■ **Assignment**
Repeat every line of the material that follows, word for word.
————
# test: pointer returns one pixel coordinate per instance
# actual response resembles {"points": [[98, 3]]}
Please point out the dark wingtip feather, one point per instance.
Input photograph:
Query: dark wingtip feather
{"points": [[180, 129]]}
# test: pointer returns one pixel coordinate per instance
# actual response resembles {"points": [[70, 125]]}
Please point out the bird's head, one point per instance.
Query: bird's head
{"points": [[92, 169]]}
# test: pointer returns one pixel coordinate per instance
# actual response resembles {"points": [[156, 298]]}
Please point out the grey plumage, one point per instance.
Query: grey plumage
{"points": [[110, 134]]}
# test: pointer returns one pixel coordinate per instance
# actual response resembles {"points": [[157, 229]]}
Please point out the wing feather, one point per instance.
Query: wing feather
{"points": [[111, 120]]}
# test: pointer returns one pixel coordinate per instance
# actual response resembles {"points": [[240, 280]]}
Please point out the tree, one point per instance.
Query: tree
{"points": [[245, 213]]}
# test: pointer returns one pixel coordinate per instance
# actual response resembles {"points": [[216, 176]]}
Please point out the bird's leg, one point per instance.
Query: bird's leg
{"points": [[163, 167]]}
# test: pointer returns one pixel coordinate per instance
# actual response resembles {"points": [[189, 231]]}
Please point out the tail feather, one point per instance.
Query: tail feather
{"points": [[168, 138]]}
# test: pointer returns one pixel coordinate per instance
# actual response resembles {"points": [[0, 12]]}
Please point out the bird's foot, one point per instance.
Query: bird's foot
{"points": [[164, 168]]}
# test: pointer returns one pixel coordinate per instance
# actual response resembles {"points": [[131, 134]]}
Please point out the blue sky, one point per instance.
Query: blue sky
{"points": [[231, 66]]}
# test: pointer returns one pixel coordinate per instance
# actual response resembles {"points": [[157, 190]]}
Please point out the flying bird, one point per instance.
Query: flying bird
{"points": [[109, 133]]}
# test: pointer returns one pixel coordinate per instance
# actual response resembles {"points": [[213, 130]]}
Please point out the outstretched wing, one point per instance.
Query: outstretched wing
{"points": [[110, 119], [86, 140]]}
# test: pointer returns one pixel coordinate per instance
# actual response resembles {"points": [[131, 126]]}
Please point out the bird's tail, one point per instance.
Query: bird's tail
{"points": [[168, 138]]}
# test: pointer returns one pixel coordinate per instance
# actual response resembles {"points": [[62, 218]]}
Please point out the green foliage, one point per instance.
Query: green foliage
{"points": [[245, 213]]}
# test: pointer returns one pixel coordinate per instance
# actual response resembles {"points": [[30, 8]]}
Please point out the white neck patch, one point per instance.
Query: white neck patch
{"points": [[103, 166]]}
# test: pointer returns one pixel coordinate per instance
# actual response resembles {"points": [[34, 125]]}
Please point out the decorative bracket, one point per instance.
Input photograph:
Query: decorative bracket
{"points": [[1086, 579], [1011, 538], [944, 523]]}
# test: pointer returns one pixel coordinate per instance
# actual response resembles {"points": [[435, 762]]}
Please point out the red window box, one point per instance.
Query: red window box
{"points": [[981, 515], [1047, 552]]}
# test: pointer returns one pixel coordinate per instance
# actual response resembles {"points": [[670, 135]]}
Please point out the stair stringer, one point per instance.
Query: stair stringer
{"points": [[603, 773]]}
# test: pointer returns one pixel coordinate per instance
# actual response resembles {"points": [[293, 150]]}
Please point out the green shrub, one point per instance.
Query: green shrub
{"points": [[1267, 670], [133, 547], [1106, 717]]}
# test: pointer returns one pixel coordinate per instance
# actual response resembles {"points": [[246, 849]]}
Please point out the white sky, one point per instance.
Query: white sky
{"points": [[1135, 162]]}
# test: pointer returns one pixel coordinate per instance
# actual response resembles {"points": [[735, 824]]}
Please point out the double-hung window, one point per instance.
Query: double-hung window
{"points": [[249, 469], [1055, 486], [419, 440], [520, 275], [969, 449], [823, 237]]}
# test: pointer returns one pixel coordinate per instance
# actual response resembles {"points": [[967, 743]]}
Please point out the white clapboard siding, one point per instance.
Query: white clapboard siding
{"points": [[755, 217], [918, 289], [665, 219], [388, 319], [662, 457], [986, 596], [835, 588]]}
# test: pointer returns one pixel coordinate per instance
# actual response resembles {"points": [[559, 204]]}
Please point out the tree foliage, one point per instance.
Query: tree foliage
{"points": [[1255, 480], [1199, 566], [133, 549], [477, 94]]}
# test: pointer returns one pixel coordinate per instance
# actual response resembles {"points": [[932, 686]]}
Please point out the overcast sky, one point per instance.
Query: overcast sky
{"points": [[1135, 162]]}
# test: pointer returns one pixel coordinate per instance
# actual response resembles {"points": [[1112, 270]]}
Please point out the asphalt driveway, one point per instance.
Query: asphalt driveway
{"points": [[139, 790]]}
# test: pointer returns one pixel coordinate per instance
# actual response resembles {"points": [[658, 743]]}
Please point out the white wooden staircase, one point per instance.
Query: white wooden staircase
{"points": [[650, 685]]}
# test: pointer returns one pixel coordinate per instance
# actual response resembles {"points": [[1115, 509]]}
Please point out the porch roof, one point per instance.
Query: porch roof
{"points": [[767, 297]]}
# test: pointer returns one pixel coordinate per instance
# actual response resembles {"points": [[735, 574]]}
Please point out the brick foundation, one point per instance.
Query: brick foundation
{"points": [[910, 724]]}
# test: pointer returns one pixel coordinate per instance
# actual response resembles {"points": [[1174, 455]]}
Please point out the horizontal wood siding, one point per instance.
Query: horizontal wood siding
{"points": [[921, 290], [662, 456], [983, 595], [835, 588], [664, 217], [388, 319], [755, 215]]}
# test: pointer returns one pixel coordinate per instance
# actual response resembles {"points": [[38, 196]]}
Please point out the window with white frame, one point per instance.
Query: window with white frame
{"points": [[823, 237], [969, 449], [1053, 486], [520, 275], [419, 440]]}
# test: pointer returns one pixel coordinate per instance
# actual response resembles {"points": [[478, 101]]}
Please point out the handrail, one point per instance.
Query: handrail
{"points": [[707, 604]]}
————
■ **Result of the exercise**
# test: pointer returns one pixel coordinate per instance
# actual response resembles {"points": [[98, 3]]}
Please point out the dark wingtip feather, one point per instance.
Input photograph:
Query: dark wingtip feather
{"points": [[180, 129]]}
# test: pointer returns one pixel coordinate per instance
# actual response resembles {"points": [[70, 125]]}
Please point out the bird's head, one point per instance.
Query: bird's head
{"points": [[92, 169]]}
# test: pointer returns one pixel coordinate per instance
# actual response resembles {"points": [[156, 298]]}
Please point out the grey plumage, one point per instance.
Query: grey plumage
{"points": [[110, 134]]}
# test: pointer returns one pixel coordinate per instance
# actual response resembles {"points": [[157, 229]]}
Please point out the wing feather, one point per instance.
Query: wing feather
{"points": [[111, 120]]}
# test: pointer returns one pixel coordinate per instance
# actual response resembles {"points": [[240, 280]]}
Please point out the tree, one point per instance.
Query: tree
{"points": [[245, 213]]}
# test: pointer returns one pixel coordinate per instance
# actual response resembles {"points": [[216, 176]]}
Please point out the bird's leg, one point per instance.
Query: bird's leg
{"points": [[163, 167]]}
# test: pointer returns one pixel coordinate per instance
# actual response resembles {"points": [[189, 231]]}
Please point out the tail feather, one point per instance.
Query: tail feather
{"points": [[168, 138]]}
# test: pointer returns one pixel coordinate per instance
# actual response resembles {"points": [[0, 12]]}
Please point out the bird's foot, one point per instance.
Query: bird's foot
{"points": [[164, 168]]}
# test: pointer returns one pixel coordinate per instance
# actual response resembles {"points": [[131, 134]]}
Please point out the blue sky, one point per instance.
Query: blue sky
{"points": [[231, 66]]}
# test: pointer returns one pixel coordinate per instance
# actual response resembles {"points": [[157, 190]]}
Please point out the flying bird, one point per instance.
Query: flying bird
{"points": [[109, 133]]}
# test: pointer returns one pixel coordinate per instance
# actual response resembles {"points": [[213, 130]]}
Please point out the outstretched wing, one point per instance.
Query: outstretched wing
{"points": [[110, 119], [86, 140]]}
# test: pointer returns one pixel coordinate per instance
# actual response resembles {"points": [[131, 126]]}
Please point out the bird's tail, one point per instance.
Query: bird's tail
{"points": [[168, 138]]}
# test: pointer returns one pixel coordinate per instance
# actual response resembles {"points": [[62, 218]]}
Please point out the green foliage, one point per instance.
Query: green foliage
{"points": [[245, 213]]}
# test: pointer returns one pixel coordinate per instance
# actual response resembles {"points": [[30, 8]]}
Please point out the white neck patch, one point per instance.
Query: white neck patch
{"points": [[103, 166]]}
# test: pointer returns one pixel coordinate per instance
# actual response resembles {"points": [[34, 125]]}
Please point out the decorative bracket, one point per instance.
Input photograph:
Query: decorative bracket
{"points": [[1086, 579], [1011, 538], [944, 523]]}
# test: pointer returns one pixel coordinate per instance
# actual response resembles {"points": [[435, 762]]}
Please point out the red window box, one point per instance.
Query: red window box
{"points": [[981, 515], [1047, 552]]}
# test: pointer returns one pixel coordinate per instance
# actual response resembles {"points": [[670, 135]]}
Please point out the stair stringer, one point per instance.
Query: stair stringer
{"points": [[603, 773]]}
# test: pointer returns one pixel coordinate per instance
# actual response resembles {"points": [[293, 150]]}
Please point out the green shrub, one point per instance.
Query: green shrub
{"points": [[1267, 670], [133, 547], [1106, 717]]}
# test: pointer returns one pixel coordinate per instance
# actual response resembles {"points": [[246, 849]]}
Please point out the white sky, one point per instance.
Query: white sky
{"points": [[1135, 162]]}
# test: pointer returns one pixel coordinate per instance
# actual response resembles {"points": [[735, 824]]}
Please point out the double-hung window, one point per instance.
Query: double-hung window
{"points": [[249, 469], [1055, 486], [419, 440], [520, 275], [969, 449], [823, 237]]}
# test: pointer returns one pixel coordinate per instance
# actual response resembles {"points": [[967, 743]]}
Please point out the white clapboard siding, one point per instance.
Query: white clapboard siding
{"points": [[755, 217], [918, 289], [665, 219], [388, 319], [662, 457], [986, 596], [835, 588]]}
# test: pointer returns one pixel coordinate per instance
# actual response resembles {"points": [[559, 204]]}
Please point out the tree foliage, one point per instance.
Query: tree foliage
{"points": [[1255, 480], [1199, 566], [133, 549], [477, 94]]}
# test: pointer returns one pixel coordinate per instance
# actual response resembles {"points": [[932, 686]]}
Please point out the overcast sky, one point per instance.
Query: overcast sky
{"points": [[1135, 162]]}
# test: pointer returns one pixel coordinate per instance
# actual response resembles {"points": [[1112, 270]]}
Please point out the asphalt driveway, one point per instance.
Query: asphalt driveway
{"points": [[139, 790]]}
# test: pointer returns one pixel coordinate per instance
# actual response resembles {"points": [[658, 743]]}
Please point out the white wooden staircase, one point per instance.
Query: white wooden staircase
{"points": [[650, 685]]}
# test: pointer returns one pixel coordinate per instance
# actual response resembles {"points": [[1115, 509]]}
Please point out the porch roof, one point per instance.
Query: porch roof
{"points": [[767, 297]]}
# test: pointer returns one pixel coordinate per instance
# actual response resembles {"points": [[735, 574]]}
Please point out the brick foundation, one point per instance.
Query: brick foundation
{"points": [[910, 724]]}
# test: pointer returns one pixel coordinate per instance
# actual response resembles {"points": [[1174, 455]]}
Please point out the horizontal wood siding, one point per instance.
Query: horizontal wood siding
{"points": [[921, 290], [662, 456], [983, 595], [835, 588], [664, 217], [388, 319], [755, 215]]}
# test: pointer returns one pixel coordinate per instance
# actual response resembles {"points": [[38, 196]]}
Please point out the window with white frame, one point per instance.
Query: window with white frame
{"points": [[823, 237], [969, 449], [1053, 486], [520, 275], [419, 440]]}
# test: pointer returns one pixel coordinate per instance
# actual response resembles {"points": [[478, 101]]}
Please point out the handrail, one point per instance.
Query: handrail
{"points": [[707, 604]]}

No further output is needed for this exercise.